* **Problem requirements**: Could you reproduce, word for word, the part of the listing that opens with the line containing "of the feyenoord" and runs through the end of the listing, including that first line?
____
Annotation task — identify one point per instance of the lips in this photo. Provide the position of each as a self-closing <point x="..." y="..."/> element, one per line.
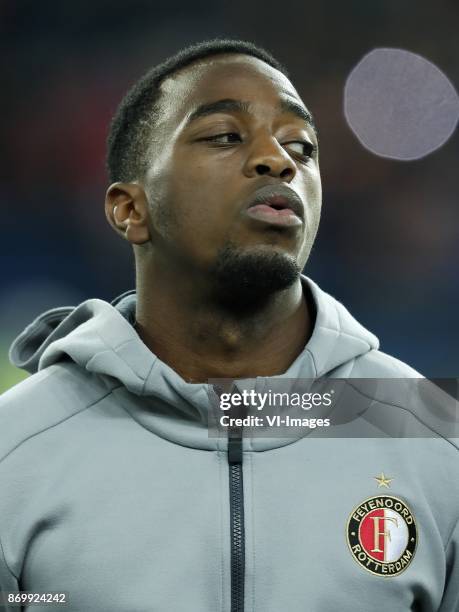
<point x="276" y="204"/>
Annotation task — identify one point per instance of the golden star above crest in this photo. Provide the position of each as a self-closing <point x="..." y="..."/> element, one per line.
<point x="383" y="481"/>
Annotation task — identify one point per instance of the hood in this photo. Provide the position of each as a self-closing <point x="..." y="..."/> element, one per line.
<point x="100" y="337"/>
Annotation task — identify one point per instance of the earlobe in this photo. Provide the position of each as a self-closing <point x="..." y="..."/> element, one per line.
<point x="126" y="210"/>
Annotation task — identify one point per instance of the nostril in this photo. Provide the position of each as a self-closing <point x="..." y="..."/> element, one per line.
<point x="262" y="169"/>
<point x="286" y="173"/>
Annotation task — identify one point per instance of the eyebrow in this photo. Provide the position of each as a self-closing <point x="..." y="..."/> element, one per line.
<point x="228" y="105"/>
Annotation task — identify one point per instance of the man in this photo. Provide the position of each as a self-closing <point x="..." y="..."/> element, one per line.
<point x="112" y="489"/>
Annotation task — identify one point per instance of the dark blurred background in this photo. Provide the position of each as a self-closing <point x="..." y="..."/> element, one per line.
<point x="388" y="245"/>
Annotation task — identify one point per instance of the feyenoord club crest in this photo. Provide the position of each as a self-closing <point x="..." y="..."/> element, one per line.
<point x="382" y="535"/>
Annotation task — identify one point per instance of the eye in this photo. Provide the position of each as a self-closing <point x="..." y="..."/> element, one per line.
<point x="226" y="138"/>
<point x="301" y="147"/>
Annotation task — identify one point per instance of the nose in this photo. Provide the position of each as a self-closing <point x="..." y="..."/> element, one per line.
____
* **Correct answer**:
Annotation task — identify one point per instance of the feyenoord club crest in this photo. Provide the position of each as a self-closing <point x="..." y="..."/> element, one per line.
<point x="382" y="535"/>
Annotation task — identify one point per instance of the eye in this photo. Provide the position of each as a self-closing <point x="..." y="..."/> element, one per line.
<point x="226" y="138"/>
<point x="301" y="147"/>
Annotation task — identify one point per instance of the nose in this photo. Provide the position of each as a self-closing <point x="..." y="..."/> element, one per line.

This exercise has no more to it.